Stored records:
····················

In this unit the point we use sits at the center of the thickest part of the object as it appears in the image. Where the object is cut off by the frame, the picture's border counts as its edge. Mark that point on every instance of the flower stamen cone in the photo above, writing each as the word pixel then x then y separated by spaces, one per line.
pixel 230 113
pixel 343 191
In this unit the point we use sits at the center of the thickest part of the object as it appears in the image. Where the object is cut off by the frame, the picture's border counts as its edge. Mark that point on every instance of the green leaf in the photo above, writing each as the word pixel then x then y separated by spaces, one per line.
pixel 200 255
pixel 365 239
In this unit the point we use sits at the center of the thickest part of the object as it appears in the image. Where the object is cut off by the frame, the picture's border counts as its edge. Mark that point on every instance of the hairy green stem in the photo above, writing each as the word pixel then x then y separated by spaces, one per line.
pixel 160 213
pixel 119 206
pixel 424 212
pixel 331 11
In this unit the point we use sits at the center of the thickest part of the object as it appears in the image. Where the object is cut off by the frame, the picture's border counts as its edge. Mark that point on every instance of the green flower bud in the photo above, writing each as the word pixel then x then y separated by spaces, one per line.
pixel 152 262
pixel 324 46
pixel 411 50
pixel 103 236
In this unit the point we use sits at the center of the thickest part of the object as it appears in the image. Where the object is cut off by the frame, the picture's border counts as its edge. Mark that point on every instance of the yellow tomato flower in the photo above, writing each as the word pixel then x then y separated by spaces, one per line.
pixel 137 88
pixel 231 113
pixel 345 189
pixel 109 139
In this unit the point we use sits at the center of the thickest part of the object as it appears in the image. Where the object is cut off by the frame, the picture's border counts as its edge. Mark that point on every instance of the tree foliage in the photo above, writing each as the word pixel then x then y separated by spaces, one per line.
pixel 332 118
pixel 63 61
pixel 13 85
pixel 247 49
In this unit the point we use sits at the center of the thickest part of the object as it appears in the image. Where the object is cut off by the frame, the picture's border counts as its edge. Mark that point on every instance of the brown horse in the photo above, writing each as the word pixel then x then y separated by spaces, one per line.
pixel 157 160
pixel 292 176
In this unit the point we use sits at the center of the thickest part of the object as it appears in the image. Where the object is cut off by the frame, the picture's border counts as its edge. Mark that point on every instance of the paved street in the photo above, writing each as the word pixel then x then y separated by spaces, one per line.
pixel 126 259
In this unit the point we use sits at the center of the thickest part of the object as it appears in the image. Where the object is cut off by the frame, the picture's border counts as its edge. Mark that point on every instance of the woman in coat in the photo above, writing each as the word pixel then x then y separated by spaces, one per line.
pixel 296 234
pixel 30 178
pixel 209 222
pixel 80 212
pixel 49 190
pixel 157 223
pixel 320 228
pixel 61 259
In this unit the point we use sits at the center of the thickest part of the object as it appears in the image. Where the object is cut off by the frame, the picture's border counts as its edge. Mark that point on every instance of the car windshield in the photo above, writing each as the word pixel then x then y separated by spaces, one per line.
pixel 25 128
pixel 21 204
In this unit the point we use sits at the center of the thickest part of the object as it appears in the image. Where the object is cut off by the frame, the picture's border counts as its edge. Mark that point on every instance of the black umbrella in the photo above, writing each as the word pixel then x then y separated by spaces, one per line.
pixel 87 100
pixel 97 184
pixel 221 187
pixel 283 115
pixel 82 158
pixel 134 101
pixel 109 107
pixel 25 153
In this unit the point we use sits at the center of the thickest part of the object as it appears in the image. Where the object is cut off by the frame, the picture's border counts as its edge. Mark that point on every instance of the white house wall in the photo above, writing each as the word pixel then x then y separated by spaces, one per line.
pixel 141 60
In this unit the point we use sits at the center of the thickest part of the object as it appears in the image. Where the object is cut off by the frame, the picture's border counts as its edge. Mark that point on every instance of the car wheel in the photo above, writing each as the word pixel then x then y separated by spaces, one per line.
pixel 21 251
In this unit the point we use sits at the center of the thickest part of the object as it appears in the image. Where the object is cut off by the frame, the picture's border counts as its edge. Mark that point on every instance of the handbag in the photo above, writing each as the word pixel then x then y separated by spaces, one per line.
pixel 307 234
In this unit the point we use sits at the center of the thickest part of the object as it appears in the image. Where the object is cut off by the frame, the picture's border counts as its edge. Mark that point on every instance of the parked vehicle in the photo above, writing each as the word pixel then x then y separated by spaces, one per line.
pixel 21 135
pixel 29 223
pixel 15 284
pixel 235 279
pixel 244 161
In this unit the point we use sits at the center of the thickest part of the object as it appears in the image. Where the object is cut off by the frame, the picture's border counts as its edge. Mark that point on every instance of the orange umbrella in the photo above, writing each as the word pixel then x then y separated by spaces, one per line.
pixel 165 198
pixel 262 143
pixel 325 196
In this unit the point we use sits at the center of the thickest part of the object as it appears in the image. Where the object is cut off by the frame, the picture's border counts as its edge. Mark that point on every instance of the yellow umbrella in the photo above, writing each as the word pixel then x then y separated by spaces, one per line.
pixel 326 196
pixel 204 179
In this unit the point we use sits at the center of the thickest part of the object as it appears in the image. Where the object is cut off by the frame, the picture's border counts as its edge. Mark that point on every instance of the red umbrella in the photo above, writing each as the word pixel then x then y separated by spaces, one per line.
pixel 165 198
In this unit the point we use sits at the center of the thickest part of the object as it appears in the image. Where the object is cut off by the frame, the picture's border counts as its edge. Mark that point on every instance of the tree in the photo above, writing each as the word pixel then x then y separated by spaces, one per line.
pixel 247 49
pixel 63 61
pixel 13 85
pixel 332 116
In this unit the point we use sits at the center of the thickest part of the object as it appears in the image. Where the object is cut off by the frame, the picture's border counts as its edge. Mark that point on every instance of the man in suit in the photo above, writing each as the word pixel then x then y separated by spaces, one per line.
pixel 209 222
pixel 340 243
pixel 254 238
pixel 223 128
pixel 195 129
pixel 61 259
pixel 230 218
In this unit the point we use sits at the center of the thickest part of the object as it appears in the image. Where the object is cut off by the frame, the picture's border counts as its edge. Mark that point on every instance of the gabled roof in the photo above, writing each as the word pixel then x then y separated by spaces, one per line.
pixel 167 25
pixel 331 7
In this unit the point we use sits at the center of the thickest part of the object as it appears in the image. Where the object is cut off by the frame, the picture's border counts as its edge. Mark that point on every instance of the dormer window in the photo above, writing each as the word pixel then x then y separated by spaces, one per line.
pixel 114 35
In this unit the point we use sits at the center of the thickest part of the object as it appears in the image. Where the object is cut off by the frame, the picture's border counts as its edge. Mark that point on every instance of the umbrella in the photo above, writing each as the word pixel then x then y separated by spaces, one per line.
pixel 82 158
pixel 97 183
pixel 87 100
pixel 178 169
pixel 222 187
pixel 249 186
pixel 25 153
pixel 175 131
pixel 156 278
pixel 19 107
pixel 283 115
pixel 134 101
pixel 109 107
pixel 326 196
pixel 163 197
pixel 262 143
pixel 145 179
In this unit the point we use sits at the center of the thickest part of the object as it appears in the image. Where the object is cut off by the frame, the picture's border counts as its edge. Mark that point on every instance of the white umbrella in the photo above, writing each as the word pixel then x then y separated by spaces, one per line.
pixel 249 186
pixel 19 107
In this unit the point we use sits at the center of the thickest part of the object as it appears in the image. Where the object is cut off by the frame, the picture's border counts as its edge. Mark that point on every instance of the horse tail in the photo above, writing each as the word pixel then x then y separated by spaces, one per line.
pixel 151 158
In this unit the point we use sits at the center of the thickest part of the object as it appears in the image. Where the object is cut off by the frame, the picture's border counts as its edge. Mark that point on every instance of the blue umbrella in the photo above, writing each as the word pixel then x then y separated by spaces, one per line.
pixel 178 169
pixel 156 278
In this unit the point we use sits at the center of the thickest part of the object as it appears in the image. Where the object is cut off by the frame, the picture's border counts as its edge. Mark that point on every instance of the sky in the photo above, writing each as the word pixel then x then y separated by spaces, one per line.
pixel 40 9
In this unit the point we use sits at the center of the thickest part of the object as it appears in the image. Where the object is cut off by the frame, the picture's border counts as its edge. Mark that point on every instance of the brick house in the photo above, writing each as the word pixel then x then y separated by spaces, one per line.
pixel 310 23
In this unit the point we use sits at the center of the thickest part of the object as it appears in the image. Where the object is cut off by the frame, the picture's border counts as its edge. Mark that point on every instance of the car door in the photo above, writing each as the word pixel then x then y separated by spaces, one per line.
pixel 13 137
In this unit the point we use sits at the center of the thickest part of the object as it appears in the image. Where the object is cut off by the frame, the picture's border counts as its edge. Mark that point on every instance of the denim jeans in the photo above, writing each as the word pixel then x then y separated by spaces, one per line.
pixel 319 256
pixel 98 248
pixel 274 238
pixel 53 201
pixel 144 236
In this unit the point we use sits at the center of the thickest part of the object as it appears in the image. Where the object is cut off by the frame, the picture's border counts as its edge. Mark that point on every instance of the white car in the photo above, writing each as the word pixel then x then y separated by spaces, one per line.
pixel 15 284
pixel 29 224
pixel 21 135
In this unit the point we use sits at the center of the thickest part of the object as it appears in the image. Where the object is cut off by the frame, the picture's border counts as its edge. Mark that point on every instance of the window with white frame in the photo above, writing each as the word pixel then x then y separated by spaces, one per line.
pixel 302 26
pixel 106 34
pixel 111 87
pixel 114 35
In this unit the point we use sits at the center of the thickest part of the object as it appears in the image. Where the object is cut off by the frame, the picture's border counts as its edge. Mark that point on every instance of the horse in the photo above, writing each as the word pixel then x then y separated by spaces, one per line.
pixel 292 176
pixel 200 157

····················

Copy each line exactly, from the line containing "of the denim" down to the last line of the material, and no other lines.

■ **Result of the task**
In this unit the point we use sits at the center of the thickest part of the object as it appears in the image. Where the object is cut off by the frame, the picture's border counts as its edge. Mark that point on every instance of the denim jeans in the photo above, writing each as the word pixel then x then y separated by spaces, one per line.
pixel 319 256
pixel 98 248
pixel 274 238
pixel 53 201
pixel 144 236
In this unit the point we use sits at the center of the thickest part of the object as it appears in the image. Where the object is cut off by the frame, the picture's border counts as its edge. Mark that point on every instance of the white car in the photo above, writing each as the word pixel then x then y separated by spaces, one per line.
pixel 15 284
pixel 29 224
pixel 21 135
In this unit the point we use sits at the center of the thickest part of the object as it appears in the image. Where the object is cut off by the frame, the picture's border counts as its edge. Mark that point on every instance of the window with white frame in the photo above, writing each as the word pixel then x then y separated by spaces, one per line.
pixel 302 26
pixel 106 34
pixel 111 87
pixel 114 35
In this unit the point we use sits at the center of the thickest part of the object as it appears in the image. Where the object is cut off by the frame, the picture's border counts as its edge. Mark that point on every instance of the horse in the photo above, writing each as the word pixel then x then y separated by spaces, one per line.
pixel 292 176
pixel 200 157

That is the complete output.